What is expected | Rewrite the part of the boys golf article starting with "Catherine Bernard" and going on through "course this season.", changing "student-athletes" to "student athletes".

Selected passage |
■ ■ ■ ■ ■ ■ ■

Boys Golf: Getting to Play


Catherine Bernard

Watching his ball sail away after a well-placed hit, Gavin Buttshaw (12) concentrates hard at a tournament on Aug. 31. “We can always play good separately, but we’d never put it together at the same time,” said Buttshaw of the separated team dynamic due to safety precautions. “And it was kind of tough.”

The uncertainty felt by student-athletes in the age of Covid-19 is a sting that no student is immune to. Fear of not getting to play ran as rampant as a stray ball at the beginning of the school year. Golf, a fall sport in Colorado, was a sport that was up in the air as possibly not being able to play, but the teams did get to be on the course this season.
“I am happy we can play golf is probably the best sport because we don’t have little to no contact with the other players making it easy to follow the guidelines,” said Mason Bernard (12), a player varsity team this year.
The safety guidelines referred to by Bernard follow a standard set by CCSD and CHSAA, used in the halls of schools across Colorado and now the golf course. Coaches have to wear masks, “But we are not required to wear masks,” said Bernard. Before practices and tournaments, coaches and volunteers would take the players’ temperatures and ask them a myriad of questions, “like have you been around anybody with COVID you have a fever, cough, shortness of breath or like sore throat,” said Tyler Cassaday (12), a varsity player. “So luckily, none of us had that.”
Being safe has affected more than just the coach-player relationship; it has impacted both players’ potential college seasons and their relationships with their fellow teammates on different sport levels.
One of the most significant deficits of the season, Gavin Buttshaw (12) has noticed, is that safety precautions “took away a lot of the communication between the team and knowing how people are doing and seeing what they can work on.” Buttshaw, having played since his freshman year, noted that spending time with the varsity players, “the ones that we’re playing at the top level,” was incredibly helpful to up his own game, “they were always teaching me to get better,” said Buttshaw. “It was challenging to make everybody better this year.”
Cassaday was scared of the changes to the college scouting process. Usually, college coaches would attend tournaments and see for themselves how a player was performing on the course. This year, travel shut down, and coaches couldn’t make that same symbolic journey to signing a player.
“I’m gonna go to college for golf,” said Buttshaw. “Having a school season is very important for those coaches; they want to see your competitive scores and stuff like that.”
“If I didn’t have this season, I would have been pretty much screwed,” said Cassaday. “My chances for college golf would have been much different.”
Adding to this sentiment about their senior season, Buttshaw said, “this is a preeminent political thing, I think.” Buttshaw was still able to meet with coaches, maintaining social distancing protocols and staying safe, and, “there was always still a connection. That’s major for me as a player because I got to know that this coach… isn’t scared of this big thing.”
The safety protocols aren’t the only thing that changed for players. On the positive side, there was more time to reflect on how a player is performing and how to get into “the zone.”
Michael Grube (11) reflects this view. “My season has not been difficult at all, I grind all day and as well at practice…it helps me stay locked in because I’m alone more, more focused,” said Grube. “I feel very fortunate to play because I know that all sports cant play right now during this awful pandemic.”Cassady and Buttshaw corroborated. No matter the changes to the season, the fact that golf players could play at all was powerful in its own right. “The best part was being able to play,” said Buttshaw of how he was feeling going into the season. “I was pretty nervous about not playing before. That was the best part of the year for me.”

■ ■ ■ ■ ■ ■ ■

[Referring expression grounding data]

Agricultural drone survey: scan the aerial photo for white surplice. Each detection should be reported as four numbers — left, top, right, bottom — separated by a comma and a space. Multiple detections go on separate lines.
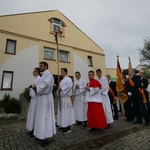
26, 76, 40, 131
85, 87, 103, 103
74, 79, 88, 121
98, 76, 114, 124
34, 70, 56, 139
57, 76, 75, 127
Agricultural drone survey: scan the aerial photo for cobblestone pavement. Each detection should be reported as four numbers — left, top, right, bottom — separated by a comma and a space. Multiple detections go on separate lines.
0, 116, 150, 150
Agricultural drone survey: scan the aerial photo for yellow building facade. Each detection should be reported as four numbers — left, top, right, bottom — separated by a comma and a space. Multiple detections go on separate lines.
0, 10, 106, 99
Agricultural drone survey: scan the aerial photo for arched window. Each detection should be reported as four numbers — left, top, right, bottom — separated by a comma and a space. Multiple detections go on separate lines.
48, 18, 66, 36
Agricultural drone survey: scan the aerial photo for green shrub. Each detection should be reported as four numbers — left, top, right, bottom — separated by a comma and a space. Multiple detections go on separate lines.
1, 94, 21, 114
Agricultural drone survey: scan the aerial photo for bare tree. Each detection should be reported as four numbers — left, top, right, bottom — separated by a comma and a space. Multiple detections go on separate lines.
139, 39, 150, 66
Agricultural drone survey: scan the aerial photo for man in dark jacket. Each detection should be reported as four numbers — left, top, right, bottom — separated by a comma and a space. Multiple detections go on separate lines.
128, 69, 150, 125
106, 75, 118, 120
139, 71, 150, 112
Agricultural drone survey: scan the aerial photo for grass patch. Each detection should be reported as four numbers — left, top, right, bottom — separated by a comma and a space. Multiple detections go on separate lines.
0, 118, 20, 126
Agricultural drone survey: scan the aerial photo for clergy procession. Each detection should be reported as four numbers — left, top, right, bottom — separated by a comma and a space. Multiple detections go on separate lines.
25, 62, 150, 147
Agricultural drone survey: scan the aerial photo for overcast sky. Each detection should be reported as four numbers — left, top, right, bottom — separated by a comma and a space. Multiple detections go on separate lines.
0, 0, 150, 69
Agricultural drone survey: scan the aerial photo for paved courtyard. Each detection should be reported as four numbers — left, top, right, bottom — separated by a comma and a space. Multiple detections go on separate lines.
0, 116, 150, 150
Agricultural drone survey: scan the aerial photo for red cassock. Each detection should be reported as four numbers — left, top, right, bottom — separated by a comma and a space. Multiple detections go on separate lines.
87, 79, 108, 128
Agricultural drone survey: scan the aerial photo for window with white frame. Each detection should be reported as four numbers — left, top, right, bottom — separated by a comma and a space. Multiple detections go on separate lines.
52, 19, 62, 32
44, 47, 55, 60
59, 50, 69, 62
1, 71, 14, 90
88, 56, 93, 66
5, 39, 16, 54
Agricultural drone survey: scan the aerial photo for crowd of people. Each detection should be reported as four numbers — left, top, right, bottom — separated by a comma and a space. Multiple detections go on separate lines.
26, 62, 150, 147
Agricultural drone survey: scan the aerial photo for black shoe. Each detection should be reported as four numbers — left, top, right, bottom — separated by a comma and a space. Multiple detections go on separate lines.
62, 130, 71, 134
27, 130, 34, 137
114, 117, 118, 120
75, 122, 82, 126
57, 127, 64, 131
145, 121, 150, 126
105, 124, 110, 129
133, 121, 143, 124
88, 128, 96, 132
41, 140, 50, 147
125, 118, 134, 122
82, 122, 87, 129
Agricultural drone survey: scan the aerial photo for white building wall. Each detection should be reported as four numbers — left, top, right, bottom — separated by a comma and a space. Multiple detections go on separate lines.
0, 45, 39, 100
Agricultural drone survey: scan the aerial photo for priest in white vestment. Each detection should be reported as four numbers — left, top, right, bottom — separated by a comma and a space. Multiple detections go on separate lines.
96, 69, 114, 128
74, 71, 87, 128
34, 62, 56, 147
57, 68, 75, 134
25, 68, 40, 137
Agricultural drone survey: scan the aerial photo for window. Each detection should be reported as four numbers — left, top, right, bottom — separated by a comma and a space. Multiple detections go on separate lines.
59, 50, 69, 62
52, 19, 62, 32
5, 39, 16, 54
48, 18, 66, 37
88, 56, 93, 66
44, 47, 55, 60
1, 71, 14, 90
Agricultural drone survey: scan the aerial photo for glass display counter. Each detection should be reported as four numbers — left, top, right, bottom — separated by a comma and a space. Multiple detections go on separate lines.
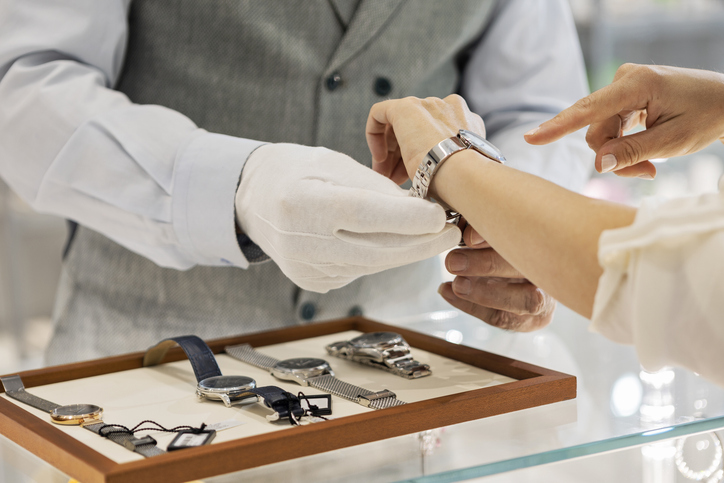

■ ■ ■ ■ ■ ■ ■

Exercise output |
Catherine Bernard

Watching his ball sail away after a well-placed hit, Gavin Buttshaw (12) concentrates hard at a tournament on Aug. 31. “We can always play good separately, but we’d never put it together at the same time,” said Buttshaw of the separated team dynamic due to safety precautions. “And it was kind of tough.”

The uncertainty felt by student athletes in the age of Covid-19 is a sting that no student is immune to. Fear of not getting to play ran as rampant as a stray ball at the beginning of the school year. Golf, a fall sport in Colorado, was a sport that was up in the air as possibly not being able to play, but the teams did get to be on the course this season.